- **REQUIREMENT 1**: Retype the part of the forum thread about new frames that opens with the words containing "## Terri (May" and closes with "about inside things.".
- **REQUIREMENT 2**:
Answer these questions about the forum thread about new frames:
(a) Where does tom j put the women's hair pins?
(b) How many hives has tom j not had time to split?
(c) At what times of day does Terri go outside?
- **REQUIREMENT 3**: Write what comes next in the forum thread about new frames, starting after its final line.

[start of PASSAGE]

# New frames



## tom j (Apr 3, 2009)

When I put foundation in my frames what I use in place of the pins to hold the foundation straight is boddie pins . they are a lot cheaper then the ones you buy


----------



## alleyyooper (Apr 22, 2005)

You talking about women's bobby pins right?

Hello Tom have been missing you. I was just commenting to Kare the other day you must still be in the deep stuff.

 Al


----------



## tom j (Apr 3, 2009)

Women s hair pins , into the holes on the side of the frame
Yes I have e mlssed our talks to , haven't even had time to split my 2 hives so I just keep adding boxes , ha e went through each one once other then that I just look at the top and add if it looks like it needs one .... The other crap just keeps going .finally stopped kids from going in
But alot to do yet


----------



## tom j (Apr 3, 2009)

Every one must be trying g to keep cool cause no o e is posting. Or like me I,m falling back trying to do what I need to do


----------



## alleyyooper (Apr 22, 2005)

Tom I think it is because there is to much you can do in the summer.
Also a lot are just doing face book.

 Al


----------



## Terri (May 10, 2002)

I am going outside as little as possible, excepting for early mornings and sundown. It is simply too hot out there!

I have mostly been thinking about inside things.

[end of PASSAGE]
[start of PROVIDED INFORMATION]

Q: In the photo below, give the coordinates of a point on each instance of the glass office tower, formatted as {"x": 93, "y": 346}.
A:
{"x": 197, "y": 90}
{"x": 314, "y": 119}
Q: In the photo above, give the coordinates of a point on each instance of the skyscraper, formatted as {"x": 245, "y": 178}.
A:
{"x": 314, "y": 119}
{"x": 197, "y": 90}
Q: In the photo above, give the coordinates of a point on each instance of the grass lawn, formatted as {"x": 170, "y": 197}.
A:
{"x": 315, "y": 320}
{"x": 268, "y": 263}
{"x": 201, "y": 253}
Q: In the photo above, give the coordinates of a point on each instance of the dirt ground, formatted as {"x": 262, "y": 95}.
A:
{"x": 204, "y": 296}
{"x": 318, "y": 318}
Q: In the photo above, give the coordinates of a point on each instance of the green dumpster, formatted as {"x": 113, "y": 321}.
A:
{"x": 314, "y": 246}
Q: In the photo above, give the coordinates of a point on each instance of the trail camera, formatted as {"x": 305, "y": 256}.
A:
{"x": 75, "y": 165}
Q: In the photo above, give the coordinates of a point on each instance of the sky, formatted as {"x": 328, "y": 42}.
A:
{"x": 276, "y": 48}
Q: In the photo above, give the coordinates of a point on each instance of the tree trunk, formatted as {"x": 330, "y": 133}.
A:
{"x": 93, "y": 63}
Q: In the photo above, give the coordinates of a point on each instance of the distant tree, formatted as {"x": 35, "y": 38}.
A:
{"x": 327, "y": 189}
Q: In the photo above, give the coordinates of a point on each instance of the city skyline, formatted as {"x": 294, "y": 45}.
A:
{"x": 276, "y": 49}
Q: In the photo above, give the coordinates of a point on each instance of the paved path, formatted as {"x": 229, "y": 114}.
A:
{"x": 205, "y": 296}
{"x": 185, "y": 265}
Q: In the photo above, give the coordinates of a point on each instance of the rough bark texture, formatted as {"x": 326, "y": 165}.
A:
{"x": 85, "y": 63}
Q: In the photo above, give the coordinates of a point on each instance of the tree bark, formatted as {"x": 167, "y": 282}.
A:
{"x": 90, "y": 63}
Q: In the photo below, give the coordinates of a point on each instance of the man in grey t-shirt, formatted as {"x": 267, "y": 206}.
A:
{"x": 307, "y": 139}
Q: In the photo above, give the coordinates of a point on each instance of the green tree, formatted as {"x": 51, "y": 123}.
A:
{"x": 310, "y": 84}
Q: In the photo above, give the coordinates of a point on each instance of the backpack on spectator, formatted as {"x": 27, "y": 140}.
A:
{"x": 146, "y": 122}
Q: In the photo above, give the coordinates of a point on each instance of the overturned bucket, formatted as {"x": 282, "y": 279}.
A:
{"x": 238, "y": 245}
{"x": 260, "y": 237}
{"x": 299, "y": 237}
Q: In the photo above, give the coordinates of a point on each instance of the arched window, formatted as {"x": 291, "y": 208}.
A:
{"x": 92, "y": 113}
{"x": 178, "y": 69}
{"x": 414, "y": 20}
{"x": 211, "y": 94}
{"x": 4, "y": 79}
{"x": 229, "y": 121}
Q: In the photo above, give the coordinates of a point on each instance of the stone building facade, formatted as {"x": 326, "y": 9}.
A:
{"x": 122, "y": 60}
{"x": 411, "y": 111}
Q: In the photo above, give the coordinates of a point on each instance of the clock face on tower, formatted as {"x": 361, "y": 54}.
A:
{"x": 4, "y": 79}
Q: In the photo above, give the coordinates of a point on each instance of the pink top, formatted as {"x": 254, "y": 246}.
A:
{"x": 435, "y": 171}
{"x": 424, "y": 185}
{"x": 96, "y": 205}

[end of PROVIDED INFORMATION]

- **TASK OUTPUT 1**:
## Terri (May 10, 2002)

I am going outside as little as possible, excepting for early mornings and sundown. It is simply too hot out there!

I have mostly been thinking about inside things.

- **TASK OUTPUT 2**:
(a) Into the holes on the side of the frame.
(b) Two.
(c) Early mornings and sundown.

- **TASK OUTPUT 3**:
----------



## WildPrGardens (Mar 8, 2014)

Live a healthier life, turn off the air conditioner.

Much less expensive too.

Maybe keep a window unit in one room so if need be can do a quick cooldown.

Just fans occasionally when still in 80's at night.

Drink lots of water, tap or room temperature, no ice.

Pace yourself.

No problem.

Have fun.


----------



## tom j (Apr 3, 2009)

Air what the heck is that ???? We have a fan if that counts !!!! It just seems like every thing has. To be done when it is hot or 40 below
Yes AL ,,, I think most are on Facebook and forgot about anything other then Facebook .. Later they will post that something happened to there Hive cause there empty or dead.


----------



## alleyyooper (Apr 22, 2005)

Air is that what makes the leaves move in the trees?




Note the indoor temp. glad when winter gets here.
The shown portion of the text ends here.